ACTION ITEM
Repeat every record exactly as written.

DATA SECTION
- Opening Delimiter -

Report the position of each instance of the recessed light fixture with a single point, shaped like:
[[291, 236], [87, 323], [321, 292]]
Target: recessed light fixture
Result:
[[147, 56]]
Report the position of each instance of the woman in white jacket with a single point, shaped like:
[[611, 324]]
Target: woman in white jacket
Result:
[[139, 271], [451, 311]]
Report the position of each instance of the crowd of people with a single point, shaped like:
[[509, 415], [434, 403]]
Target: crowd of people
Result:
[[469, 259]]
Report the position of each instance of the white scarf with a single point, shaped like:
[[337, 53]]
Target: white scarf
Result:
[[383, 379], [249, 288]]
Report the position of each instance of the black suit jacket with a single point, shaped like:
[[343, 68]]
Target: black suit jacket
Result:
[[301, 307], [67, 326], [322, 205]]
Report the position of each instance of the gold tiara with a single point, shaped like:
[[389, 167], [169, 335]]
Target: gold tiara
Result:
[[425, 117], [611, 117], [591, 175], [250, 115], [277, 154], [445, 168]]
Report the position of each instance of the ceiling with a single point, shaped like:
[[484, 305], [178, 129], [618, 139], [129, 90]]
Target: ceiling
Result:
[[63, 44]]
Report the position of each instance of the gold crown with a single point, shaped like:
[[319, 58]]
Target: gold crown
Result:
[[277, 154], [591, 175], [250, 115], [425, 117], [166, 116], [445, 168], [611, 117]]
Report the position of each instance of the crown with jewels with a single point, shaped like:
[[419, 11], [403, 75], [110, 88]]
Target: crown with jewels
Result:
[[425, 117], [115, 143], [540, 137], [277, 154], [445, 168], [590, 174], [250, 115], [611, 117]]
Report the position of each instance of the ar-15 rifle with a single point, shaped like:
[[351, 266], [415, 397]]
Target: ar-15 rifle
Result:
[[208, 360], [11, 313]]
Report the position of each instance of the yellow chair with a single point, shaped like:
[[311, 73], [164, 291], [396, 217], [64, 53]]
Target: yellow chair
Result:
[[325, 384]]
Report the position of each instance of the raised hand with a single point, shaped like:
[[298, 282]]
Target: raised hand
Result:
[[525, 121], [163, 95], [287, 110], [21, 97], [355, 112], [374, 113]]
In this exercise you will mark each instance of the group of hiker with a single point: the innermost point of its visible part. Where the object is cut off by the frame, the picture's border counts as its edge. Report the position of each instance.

- Closing Delimiter -

TASK OUTPUT
Report the position of each instance of the recessed light fixture with a single point, shaped like:
[[291, 236], [87, 323], [321, 292]]
Target: recessed light fixture
Result:
[[147, 56]]
Report the position of each instance of the woman in white jacket with a single point, shaped like:
[[611, 324]]
Target: woman in white jacket
Result:
[[139, 271], [451, 311]]
Report the position of each instance of the crowd of people with a single point, shaped like:
[[509, 415], [434, 403]]
Target: crowd of people
Result:
[[469, 259]]
Report the position of each instance of the white scarf with a single point, shaped like:
[[337, 53]]
Target: white scarf
Result:
[[383, 379], [249, 288]]
Report the position of each instance of the black suit jacket with a single point, shaped like:
[[343, 68]]
Target: black suit jacket
Result:
[[301, 307], [67, 326], [322, 205]]
Report the position of each instance of the gold tiara with a single point, shaped like:
[[389, 167], [169, 335]]
Target: gold tiara
Result:
[[425, 117], [611, 117], [591, 175], [250, 115], [277, 154], [445, 168]]
Report the position of each instance of the ceiling with a single point, shaped like:
[[484, 305], [178, 129], [618, 139], [129, 90]]
Target: ceiling
Result:
[[63, 44]]
Report the position of each instance of the gold crown with a single point, shaped like:
[[319, 58]]
Target: gold crown
Result:
[[277, 154], [591, 175], [250, 115], [425, 117], [166, 116], [445, 168], [611, 117]]
Report the position of each instance of the crown with jewels with a single point, shaped like:
[[419, 11], [403, 75], [110, 88]]
Target: crown with jewels
Result:
[[425, 117], [115, 143], [540, 137], [277, 154], [445, 168], [590, 174], [250, 115], [611, 117]]
Report the position of each instance of the ar-15 rifle with a single point, shaped like:
[[351, 266], [415, 397]]
Target: ar-15 rifle
Result:
[[208, 360], [11, 313]]
Report the position of each instance of the yellow chair with a single point, shaped like:
[[311, 73], [164, 291], [396, 217], [64, 53]]
Target: yellow chair
Result:
[[325, 384]]
Report the position of each instance of the raised hand with a single point, shaped like:
[[298, 282]]
Target: raised hand
Result:
[[525, 121], [163, 95], [287, 110], [21, 97], [355, 112], [374, 113]]
In this exercise you will mark each instance of the group of hiker with a single point: the innermost point of its visible part. Where the object is cut off by the frame, the picture's border counts as its edge. Report the position of each instance.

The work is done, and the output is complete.